Every week, the system pulls the data, runs analysis, and gives me a report: what’s working, what’s not, where budget is being wasted, what to test next. I read it. I decide what to act on.
Every decision is still mine. The AI doesn’t touch the account. It reads, it reports, it suggests. I make the calls.
What the AI Actually Caught
Three things the AI surfaced faster than manual review would have.
Stale audiences from 2022. There were custom audiences in the account that hadn’t been refreshed in years. Still active, still eating impressions, still affecting lookalike quality. Nobody had flagged them because nobody was looking at that level of detail systematically. Gone.
Two underperforming adsets with no path to improvement. Not just “low ROAS right now” underperformers — adsets that had been given enough time and budget to prove themselves and hadn’t. The data made it obvious. Killed them. Budget redistributed.

Provided information:
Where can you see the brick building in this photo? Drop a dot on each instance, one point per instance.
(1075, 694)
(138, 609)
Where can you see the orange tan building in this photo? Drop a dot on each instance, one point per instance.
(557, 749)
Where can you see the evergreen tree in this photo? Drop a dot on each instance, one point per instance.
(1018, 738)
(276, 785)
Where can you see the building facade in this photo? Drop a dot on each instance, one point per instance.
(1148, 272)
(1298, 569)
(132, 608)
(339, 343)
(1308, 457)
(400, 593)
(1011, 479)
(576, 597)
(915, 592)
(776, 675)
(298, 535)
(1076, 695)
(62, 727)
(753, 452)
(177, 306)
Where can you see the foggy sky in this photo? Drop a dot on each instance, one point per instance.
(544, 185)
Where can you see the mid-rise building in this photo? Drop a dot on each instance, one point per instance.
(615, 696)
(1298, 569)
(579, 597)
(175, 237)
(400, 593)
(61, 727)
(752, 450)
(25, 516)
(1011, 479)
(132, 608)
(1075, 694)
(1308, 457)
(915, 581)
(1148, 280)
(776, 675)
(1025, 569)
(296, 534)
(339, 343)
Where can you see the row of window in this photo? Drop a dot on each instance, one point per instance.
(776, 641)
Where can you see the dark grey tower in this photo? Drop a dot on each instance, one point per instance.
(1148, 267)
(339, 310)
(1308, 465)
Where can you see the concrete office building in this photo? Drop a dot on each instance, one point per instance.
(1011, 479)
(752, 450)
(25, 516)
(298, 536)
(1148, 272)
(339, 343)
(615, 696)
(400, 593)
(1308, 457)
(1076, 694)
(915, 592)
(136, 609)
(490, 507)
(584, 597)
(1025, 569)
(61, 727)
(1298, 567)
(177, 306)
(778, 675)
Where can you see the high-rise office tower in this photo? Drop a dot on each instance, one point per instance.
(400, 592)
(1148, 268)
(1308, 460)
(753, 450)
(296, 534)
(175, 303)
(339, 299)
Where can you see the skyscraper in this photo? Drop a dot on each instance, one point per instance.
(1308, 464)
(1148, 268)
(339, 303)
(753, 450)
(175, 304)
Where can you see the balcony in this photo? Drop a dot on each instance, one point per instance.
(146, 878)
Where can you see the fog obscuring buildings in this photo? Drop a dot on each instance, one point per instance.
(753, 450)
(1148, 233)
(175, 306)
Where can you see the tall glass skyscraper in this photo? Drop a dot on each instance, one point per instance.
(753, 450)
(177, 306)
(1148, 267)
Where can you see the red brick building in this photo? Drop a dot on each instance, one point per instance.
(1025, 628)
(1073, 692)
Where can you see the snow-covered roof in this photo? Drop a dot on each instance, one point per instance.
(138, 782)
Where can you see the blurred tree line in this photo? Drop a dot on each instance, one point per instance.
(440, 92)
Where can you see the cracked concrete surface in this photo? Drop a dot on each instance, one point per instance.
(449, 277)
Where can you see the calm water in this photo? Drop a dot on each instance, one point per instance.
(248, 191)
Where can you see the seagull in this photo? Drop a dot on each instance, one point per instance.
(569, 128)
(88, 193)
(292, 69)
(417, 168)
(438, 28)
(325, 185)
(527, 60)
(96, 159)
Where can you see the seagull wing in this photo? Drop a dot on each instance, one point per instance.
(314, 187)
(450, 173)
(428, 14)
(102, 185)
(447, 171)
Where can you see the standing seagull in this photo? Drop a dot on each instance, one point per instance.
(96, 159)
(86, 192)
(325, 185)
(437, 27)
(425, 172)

Required action 1:
Answer these questions about the text on the AI ad-account review.
(a) How often does the system pull the data and deliver a report?
(b) From what year were the stale custom audiences?
(c) How many underperforming adsets were removed?
Required action 2: Resume the text on the AI ad-account review, picking up after its final sentence.

Task output 1:
(a) Every week.
(b) 2022.
(c) Two.

Task output 2:
A retargeting campaign eating 40% of the retargeting budget at 3x average cost per lead. One ad. Forty percent. Three times the cost. This is the kind of thing that hides in plain sight when you’re managing an account by looking at top-line numbers. The granular pull surfaced it immediately.
That last one alone probably funded the difference.
The Numbers
January 2026:
| Metric | Result |
|---|---|
| Total leads | 101 (target was 70) |
| Average CPL | €7.65 — best month on record |
| Best adset CPL | €4.38 (“Houzz + Design”) |
Same budget. Different approach. That’s it.
The Honest Part
Q1 is seasonally strong for furniture. January converts well in this category. Some of this result is the season doing its job — not the audit.
Two months is also a small sample. I can’t isolate the AI effect from the targeting switch cleanly. The two changes happened together. I’ll know more in June.
What I can say with confidence: the combination of killing stale audiences and switching to Broad + Interest produced results I wasn’t seeing before. Whether it holds through summer is a different question.
The Actual Takeaway
Most accounts don’t fail because of bad creative or wrong audiences. They fail because the homework doesn’t get done consistently.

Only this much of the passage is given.